» **Records**
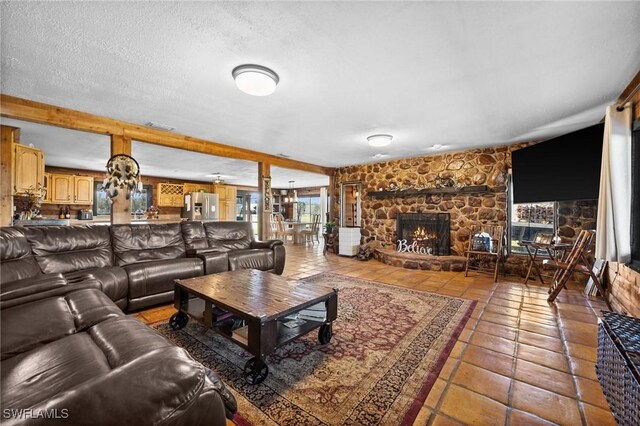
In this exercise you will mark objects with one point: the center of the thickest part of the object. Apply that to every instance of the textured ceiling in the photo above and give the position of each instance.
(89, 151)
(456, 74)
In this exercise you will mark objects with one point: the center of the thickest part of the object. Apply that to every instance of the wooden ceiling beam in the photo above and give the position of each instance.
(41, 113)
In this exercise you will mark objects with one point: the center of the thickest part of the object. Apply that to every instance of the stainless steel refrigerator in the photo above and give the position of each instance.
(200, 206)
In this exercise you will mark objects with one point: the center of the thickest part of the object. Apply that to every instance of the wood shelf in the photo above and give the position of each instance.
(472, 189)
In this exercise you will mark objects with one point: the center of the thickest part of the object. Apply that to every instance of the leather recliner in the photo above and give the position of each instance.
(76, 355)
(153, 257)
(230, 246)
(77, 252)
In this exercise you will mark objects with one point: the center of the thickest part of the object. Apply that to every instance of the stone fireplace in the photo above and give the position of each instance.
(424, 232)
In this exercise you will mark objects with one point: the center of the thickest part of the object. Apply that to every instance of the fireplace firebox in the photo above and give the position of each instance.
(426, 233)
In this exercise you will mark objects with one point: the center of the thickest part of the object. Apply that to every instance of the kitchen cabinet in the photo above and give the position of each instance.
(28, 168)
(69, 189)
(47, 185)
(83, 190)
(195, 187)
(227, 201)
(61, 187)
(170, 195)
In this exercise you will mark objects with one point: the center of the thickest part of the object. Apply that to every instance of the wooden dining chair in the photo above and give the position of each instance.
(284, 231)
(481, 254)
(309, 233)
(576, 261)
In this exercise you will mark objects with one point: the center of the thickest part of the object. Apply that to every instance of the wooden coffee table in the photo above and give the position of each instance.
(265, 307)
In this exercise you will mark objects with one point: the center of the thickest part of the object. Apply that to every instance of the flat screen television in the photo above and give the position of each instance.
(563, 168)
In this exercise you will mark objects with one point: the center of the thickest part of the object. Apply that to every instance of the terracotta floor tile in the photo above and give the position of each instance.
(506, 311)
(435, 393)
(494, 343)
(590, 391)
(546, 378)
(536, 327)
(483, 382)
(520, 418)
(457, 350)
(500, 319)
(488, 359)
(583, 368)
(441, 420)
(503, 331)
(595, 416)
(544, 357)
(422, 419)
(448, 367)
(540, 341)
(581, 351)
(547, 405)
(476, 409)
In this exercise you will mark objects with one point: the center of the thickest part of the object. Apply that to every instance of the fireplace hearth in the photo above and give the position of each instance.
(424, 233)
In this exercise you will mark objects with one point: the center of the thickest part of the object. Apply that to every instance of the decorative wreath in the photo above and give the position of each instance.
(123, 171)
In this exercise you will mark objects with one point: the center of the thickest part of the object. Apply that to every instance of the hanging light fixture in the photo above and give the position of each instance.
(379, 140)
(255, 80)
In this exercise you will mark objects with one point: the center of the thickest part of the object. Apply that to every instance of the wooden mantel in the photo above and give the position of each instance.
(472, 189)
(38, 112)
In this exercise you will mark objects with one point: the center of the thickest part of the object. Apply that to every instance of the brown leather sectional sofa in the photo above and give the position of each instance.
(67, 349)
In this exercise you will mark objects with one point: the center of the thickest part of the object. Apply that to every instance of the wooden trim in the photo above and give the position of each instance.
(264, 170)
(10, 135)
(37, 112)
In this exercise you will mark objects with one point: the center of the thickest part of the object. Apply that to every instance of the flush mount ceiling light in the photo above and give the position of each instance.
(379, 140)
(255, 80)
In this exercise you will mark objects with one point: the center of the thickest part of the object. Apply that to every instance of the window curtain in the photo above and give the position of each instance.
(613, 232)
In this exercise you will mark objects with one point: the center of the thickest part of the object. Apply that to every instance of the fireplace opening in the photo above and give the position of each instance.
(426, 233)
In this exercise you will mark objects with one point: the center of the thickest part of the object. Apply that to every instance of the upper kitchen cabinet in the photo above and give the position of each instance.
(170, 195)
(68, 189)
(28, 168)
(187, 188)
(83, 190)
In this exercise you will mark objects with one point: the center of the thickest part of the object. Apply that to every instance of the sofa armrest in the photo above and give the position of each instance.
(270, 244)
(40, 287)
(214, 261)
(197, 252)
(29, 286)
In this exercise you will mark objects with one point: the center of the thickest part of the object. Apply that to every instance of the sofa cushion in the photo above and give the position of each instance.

» **Task instructions**
All of the records above should be written out exactly, with the pictures left out.

» **Result of the task**
In this exercise you will mark objects with one point: the center of the thickest part of the object. Apply that to every instance of the textured ceiling in the photo above and give the position of each instance.
(89, 151)
(456, 74)
In this exercise you will mark objects with one point: the center of the thickest part of the object. Apply that to every instance of the wooden ceiling beam in the photo above and give the position of each instance.
(41, 113)
In this exercise you will mark objects with one point: the center of the thickest part of the object. Apply that to every instance of the stainless steel refrigerator in the photo above and give the position of each instance.
(200, 206)
In this exercise you will mark objects with one point: the center of the thickest part of the object. Apply that to every instance of the wood shelf in the photo above and give the position of each instance.
(472, 189)
In this exercise you will mark objects with one point: the center of the thickest part of the object. Apply that to every instance of the leather recliner in the photo above and give the position of each instance.
(76, 355)
(153, 257)
(230, 246)
(77, 252)
In this exercise you will mark objects with one point: the center of the thickest part of the object. Apply that to every instance of the stone fireplace in the photo above and give the position of each instance.
(424, 232)
In this exercise you will mark objects with one point: the center of the thickest part of the object. Apply that to every instance of the fireplace firebox in the photo above and give the position of each instance.
(426, 233)
In this exercise you will mark objects with one point: the center of the thickest part of the object. Apply that to every instance of the kitchen cabinet in the photo above and give the position of each instance.
(28, 168)
(69, 189)
(47, 185)
(83, 190)
(195, 187)
(227, 201)
(61, 187)
(170, 195)
In this exercise you will mark objects with one point: the center of the thickest part of the object. Apply that to every instance of the wooden dining chair in the photo above and give the position of each instance.
(284, 231)
(481, 254)
(309, 233)
(576, 261)
In this exercise you will mark objects with one point: the center of the thickest part of the object. Apply that to every instance of the wooden coffee table in the photo above and give the position of each instance.
(265, 307)
In this exercise you will mark objects with one point: the center of the thickest part of the object. Apply that to every instance of the flat screen television in the photo above and give the position of each instance.
(563, 168)
In this exercise you will mark objects with one point: the center of the thickest part of the object. Apply that to every instance of the terracotta floor tile in the photo above and give the position of each instance.
(506, 311)
(435, 393)
(494, 343)
(590, 391)
(546, 378)
(536, 327)
(483, 382)
(520, 418)
(457, 350)
(500, 319)
(488, 359)
(583, 368)
(441, 420)
(503, 331)
(595, 416)
(544, 357)
(422, 419)
(448, 367)
(540, 341)
(581, 351)
(547, 405)
(476, 409)
In this exercise you will mark objects with one point: the center of the thickest part of the object. Apply that to every instance of the fireplace hearth in the photo above and give the position of each instance.
(424, 233)
In this exercise you will mark objects with one point: the center of the thickest part of the object. Apply that to every instance of the decorative wreath in the photo above and give the position of each instance.
(123, 171)
In this exercise you will mark objects with one point: the center of the thickest part of the object. Apply that to every instance of the hanging light fixture in the photo above and give the position of each instance.
(379, 140)
(255, 80)
In this exercise you will mark objects with one point: the center of the thickest part of the object. Apply that to every instance of the wooden mantel in the photo above and give the position of each instance.
(472, 189)
(38, 112)
In this exercise you will mark objects with one point: the center of the thickest part of the object. Apply that to every instance of the brown leather sectional sofa in the photo above and give the position of each instance.
(67, 349)
In this exercise you will mark objects with one point: the center of the thickest part of the object. Apply that to every instance of the wooden trim in the photo above and give the position of each instance.
(264, 170)
(10, 135)
(37, 112)
In this exercise you will mark objects with one point: the center of the thickest part of the object. Apply that to every instance of the flush mount ceiling light in the photo above and give the position of each instance.
(379, 140)
(255, 80)
In this exercise you will mark objects with one point: the center of the thickest part of the object. Apply that to every instance of the window curtain in the photo above and give the position of each instance.
(613, 232)
In this exercise you will mark objects with one point: the center of the thickest part of the object. Apply that to every instance of the fireplace opening in the photo above and give the position of each instance.
(426, 233)
In this exercise you will mark objects with one point: the center of the thickest part of the object. Apply that to every instance of the upper kitchen cabinet in the photo above and give the position of each instance.
(170, 195)
(68, 189)
(28, 168)
(187, 188)
(83, 190)
In this exercise you will mark objects with one point: the center of the thickest part of the object. Apply that to every instance of the sofa armrest in the photo above and give the position of each instance.
(270, 244)
(40, 287)
(214, 261)
(197, 252)
(29, 286)
In this exercise you will mark objects with one point: the center of the thickest part of the object. Apply that to every instance of the sofa cushion in the photo above and give the position of each instance.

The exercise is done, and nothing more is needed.